Mueller declined to say what kinds of leads have been developed as a result
of the surveillance work.

In the months after the attacks on the World Trade Center and the Pentagon,
authorities moved against possible terror suspects by detaining more than
1,200 people on minor immigration charges, such as overstaying their visas,
and hundreds of others on state and local criminal charges.

In some cases, federal prosecutors obtained material witness warrants to
hold people suspected of having information related to the hijackings.

Mueller said officials were looking at other options to root out terror
suspects, including the Alien Terrorist Removal Act, a 1996 law that permits
the deportation of suspected alien terrorists by a special court, based on
classified information submitted in secret. No one has been deported under
the law since its enactment.

The FBI has come under intense criticism in recent weeks for mishandling
clues to the attacks, including a July memo from a Phoenix agent that
terrorists might be training at U.S. flight schools and the arrest in August
of Zacarias Moussaoui, who aroused suspicions at a Minnesota flight school.
Moussaoui was subsequently indicted as a conspirator in the attacks.

Mueller, who took office Sept. 4, is scheduled to address those issues in
testimony today before the Senate Judiciary Committee.

The Senate panel also is scheduled to hear today from Coleen Rowley, the
chief legal counsel of the Minneapolis FBI office, who wrote a blistering
memo to Mueller last month complaining that the Moussaoui investigation was
stalled last summer by FBI headquarters. Mueller yesterday declined to
provide details about the Moussaoui investigation, saying that to comment
would be inappropriate because the criminal case is pending.

A week after announcing plans to broadly reorganize the FBI to improve its
ability to thwart terrorism, Mueller said yesterday that he would do
whatever it takes to keep up surveillance and other efforts aimed at
preventing another attack. Roughly one-fourth of the FBI's 11,500 agents
will be devoted to counterterrorism work under reorganization plans, but
Mueller said that many more will be added as the need arises.

Mueller said the FBI will be better equipped to track terrorist activity
because of changes made last week to guidelines governing the conduct of FBI
investigations. For example, agents now will be able to observe activities
in public places, including houses of worship, to develop leads even when
they have no evidence of criminal activity. And they will be able to more
freely surf the Internet in search of clues to terror plans.

Despite the enhanced authority, Mueller said yesterday that the FBI has no
plans to conduct widespread surveillance of mosques, a concern raised by
Arab American leaders and civil liberties groups.
::::::::
→ **WORK TO COMPLETE**:
1) According to the article on the FBI, how many people were held on minor immigration charges in the months after the attacks?
2) Copy the part of the article on the FBI between "In the months" and "to the hijackings.", inclusive, and substitute "officials" for "authorities".

[Dataset excerpts]
::::::::
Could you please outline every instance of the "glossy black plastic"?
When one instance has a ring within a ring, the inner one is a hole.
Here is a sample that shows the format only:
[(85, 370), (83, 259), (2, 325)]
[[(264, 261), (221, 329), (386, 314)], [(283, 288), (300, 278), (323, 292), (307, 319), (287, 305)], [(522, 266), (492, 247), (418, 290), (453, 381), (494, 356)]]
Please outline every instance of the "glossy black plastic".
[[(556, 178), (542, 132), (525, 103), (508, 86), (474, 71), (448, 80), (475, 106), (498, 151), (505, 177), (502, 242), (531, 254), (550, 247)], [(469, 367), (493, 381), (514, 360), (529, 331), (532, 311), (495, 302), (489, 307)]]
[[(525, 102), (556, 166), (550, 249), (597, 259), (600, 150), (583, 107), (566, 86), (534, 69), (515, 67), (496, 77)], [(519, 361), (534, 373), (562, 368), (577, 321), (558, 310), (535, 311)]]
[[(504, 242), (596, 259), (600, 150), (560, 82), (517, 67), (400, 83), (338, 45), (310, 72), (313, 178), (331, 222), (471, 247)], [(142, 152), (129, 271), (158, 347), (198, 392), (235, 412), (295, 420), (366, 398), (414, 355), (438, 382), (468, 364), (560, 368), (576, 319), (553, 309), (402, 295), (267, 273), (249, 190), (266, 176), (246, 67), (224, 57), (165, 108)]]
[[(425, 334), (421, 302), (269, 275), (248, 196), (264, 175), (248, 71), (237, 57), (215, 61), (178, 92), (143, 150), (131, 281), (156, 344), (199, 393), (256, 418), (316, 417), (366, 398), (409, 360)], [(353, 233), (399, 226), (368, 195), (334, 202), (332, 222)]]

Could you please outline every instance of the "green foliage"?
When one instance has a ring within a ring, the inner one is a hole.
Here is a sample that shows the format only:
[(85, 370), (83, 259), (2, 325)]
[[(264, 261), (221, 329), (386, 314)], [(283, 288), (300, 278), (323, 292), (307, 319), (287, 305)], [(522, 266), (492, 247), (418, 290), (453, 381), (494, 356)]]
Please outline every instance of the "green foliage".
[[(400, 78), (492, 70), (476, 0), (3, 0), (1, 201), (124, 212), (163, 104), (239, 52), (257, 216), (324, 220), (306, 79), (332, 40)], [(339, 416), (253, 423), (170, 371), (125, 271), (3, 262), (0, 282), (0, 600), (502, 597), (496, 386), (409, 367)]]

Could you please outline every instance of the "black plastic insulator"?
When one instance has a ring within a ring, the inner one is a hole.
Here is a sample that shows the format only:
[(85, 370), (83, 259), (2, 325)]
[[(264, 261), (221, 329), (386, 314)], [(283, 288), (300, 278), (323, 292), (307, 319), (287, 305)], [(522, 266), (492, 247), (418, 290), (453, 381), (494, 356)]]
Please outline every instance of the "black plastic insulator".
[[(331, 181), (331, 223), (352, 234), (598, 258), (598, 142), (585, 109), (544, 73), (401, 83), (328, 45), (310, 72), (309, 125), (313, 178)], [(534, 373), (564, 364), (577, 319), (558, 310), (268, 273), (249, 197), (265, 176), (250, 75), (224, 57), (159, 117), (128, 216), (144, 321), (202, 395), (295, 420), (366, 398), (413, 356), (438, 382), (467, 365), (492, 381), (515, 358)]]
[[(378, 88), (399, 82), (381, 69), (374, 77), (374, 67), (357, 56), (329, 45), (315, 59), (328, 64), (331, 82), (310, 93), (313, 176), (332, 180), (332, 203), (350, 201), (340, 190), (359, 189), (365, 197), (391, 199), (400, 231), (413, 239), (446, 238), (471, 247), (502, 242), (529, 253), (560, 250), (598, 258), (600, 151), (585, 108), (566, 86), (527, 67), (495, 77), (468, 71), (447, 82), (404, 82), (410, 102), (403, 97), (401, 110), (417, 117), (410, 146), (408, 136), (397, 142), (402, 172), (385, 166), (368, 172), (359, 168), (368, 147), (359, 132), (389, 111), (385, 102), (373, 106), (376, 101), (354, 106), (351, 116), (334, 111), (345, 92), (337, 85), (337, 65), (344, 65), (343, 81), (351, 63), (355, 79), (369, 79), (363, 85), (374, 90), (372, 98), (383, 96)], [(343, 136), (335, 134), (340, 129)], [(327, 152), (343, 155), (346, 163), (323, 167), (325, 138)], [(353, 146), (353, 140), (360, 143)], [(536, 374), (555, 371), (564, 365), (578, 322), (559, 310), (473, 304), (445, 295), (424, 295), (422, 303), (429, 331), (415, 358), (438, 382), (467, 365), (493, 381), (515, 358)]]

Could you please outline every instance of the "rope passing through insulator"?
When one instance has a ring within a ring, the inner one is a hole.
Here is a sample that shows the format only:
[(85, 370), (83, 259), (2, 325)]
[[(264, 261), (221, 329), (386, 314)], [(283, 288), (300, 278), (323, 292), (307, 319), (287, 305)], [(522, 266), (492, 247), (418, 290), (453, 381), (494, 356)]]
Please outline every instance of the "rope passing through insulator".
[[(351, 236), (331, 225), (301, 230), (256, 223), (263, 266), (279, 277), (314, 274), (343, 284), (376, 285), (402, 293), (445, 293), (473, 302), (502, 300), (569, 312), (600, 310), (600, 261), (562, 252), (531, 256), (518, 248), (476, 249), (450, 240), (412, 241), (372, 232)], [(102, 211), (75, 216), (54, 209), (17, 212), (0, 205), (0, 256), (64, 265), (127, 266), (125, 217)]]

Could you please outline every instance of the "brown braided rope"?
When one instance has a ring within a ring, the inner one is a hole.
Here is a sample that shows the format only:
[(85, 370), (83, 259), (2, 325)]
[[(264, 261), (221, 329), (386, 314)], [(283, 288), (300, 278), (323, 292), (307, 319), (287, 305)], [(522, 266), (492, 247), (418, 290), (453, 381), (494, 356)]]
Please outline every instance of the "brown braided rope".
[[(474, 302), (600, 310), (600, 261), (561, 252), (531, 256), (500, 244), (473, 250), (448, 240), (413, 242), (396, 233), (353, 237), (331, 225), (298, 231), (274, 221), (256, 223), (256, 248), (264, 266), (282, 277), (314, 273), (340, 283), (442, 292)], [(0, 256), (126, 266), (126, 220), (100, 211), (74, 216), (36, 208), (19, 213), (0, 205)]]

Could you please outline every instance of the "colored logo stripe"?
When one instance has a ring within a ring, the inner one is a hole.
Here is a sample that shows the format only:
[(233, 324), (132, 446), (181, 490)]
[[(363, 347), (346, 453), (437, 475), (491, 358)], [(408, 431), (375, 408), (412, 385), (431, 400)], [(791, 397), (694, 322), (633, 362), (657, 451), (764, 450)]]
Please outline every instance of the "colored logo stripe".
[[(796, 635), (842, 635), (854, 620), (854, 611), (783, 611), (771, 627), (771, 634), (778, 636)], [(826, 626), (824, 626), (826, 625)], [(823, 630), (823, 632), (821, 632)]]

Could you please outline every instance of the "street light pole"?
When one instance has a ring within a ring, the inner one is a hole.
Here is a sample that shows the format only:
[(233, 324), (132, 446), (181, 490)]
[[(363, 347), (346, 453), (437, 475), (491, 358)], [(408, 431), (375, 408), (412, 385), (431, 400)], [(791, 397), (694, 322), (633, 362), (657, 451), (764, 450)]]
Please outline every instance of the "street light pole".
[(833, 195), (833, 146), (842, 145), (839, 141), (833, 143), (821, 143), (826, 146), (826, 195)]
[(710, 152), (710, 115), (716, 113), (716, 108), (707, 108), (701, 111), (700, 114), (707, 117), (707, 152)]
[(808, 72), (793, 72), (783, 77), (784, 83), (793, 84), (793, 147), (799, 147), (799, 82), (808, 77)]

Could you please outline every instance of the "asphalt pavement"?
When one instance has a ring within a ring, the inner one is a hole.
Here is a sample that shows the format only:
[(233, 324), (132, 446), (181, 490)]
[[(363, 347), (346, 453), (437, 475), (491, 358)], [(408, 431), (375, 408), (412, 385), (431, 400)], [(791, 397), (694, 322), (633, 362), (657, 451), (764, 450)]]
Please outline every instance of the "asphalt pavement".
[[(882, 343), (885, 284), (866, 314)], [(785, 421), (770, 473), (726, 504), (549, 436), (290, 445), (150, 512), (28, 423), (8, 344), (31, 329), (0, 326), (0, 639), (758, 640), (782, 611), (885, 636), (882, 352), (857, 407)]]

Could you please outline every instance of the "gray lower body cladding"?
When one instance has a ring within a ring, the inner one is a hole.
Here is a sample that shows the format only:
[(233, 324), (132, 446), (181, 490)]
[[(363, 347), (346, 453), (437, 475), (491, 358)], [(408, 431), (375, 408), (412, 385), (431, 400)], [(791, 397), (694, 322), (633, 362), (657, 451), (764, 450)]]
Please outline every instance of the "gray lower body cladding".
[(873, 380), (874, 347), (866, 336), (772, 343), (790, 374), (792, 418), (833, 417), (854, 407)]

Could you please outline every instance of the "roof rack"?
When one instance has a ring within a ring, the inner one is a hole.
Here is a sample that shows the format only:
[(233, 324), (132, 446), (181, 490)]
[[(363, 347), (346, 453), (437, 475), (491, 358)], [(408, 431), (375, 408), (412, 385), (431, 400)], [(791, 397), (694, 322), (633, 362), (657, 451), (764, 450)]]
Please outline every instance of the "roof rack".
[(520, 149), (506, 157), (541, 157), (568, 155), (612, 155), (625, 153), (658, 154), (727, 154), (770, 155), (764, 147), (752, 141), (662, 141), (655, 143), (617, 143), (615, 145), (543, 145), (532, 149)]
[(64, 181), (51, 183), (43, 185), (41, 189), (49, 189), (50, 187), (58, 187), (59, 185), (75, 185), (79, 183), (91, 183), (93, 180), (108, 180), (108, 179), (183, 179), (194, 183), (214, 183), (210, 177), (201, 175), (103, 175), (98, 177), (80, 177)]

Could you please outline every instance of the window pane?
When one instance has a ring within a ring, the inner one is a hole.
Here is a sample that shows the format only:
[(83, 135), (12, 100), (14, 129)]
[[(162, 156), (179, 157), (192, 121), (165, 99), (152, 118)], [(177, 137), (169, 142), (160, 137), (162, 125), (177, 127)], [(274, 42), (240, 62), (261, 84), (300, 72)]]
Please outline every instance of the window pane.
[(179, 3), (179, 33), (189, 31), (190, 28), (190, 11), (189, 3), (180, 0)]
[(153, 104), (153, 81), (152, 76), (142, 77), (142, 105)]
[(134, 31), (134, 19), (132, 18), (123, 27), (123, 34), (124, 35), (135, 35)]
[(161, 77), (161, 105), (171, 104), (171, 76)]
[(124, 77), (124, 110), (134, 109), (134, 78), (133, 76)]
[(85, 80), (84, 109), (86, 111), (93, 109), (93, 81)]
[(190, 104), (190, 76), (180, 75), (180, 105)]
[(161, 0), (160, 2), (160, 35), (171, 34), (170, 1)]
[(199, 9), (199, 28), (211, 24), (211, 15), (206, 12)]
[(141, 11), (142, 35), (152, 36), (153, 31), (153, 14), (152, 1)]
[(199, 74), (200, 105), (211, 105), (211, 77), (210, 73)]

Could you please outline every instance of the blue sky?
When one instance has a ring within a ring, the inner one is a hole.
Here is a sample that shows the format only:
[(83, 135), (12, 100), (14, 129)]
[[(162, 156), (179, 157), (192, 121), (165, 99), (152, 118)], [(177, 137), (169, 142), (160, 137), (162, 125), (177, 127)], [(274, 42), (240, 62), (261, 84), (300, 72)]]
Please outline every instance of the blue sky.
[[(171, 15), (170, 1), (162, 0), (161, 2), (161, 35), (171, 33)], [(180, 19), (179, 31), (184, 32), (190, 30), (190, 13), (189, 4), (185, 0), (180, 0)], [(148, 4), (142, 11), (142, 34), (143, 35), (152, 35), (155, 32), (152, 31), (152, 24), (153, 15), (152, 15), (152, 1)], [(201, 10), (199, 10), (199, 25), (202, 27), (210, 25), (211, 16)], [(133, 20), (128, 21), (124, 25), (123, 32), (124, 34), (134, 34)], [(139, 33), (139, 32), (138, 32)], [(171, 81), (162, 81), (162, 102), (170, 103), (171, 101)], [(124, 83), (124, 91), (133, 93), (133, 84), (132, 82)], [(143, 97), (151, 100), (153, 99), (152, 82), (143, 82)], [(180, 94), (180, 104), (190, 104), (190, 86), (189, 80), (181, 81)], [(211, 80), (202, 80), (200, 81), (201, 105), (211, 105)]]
::::::::
→ **SOLUTIONS TO EACH TASK**:
1) More than 1,200 people.

2)
In the months after the attacks on the World Trade Center and the Pentagon,
officials moved against possible terror suspects by detaining more than
1,200 people on minor immigration charges, such as overstaying their visas,
and hundreds of others on state and local criminal charges.

In some cases, federal prosecutors obtained material witness warrants to
hold people suspected of having information related to the hijackings.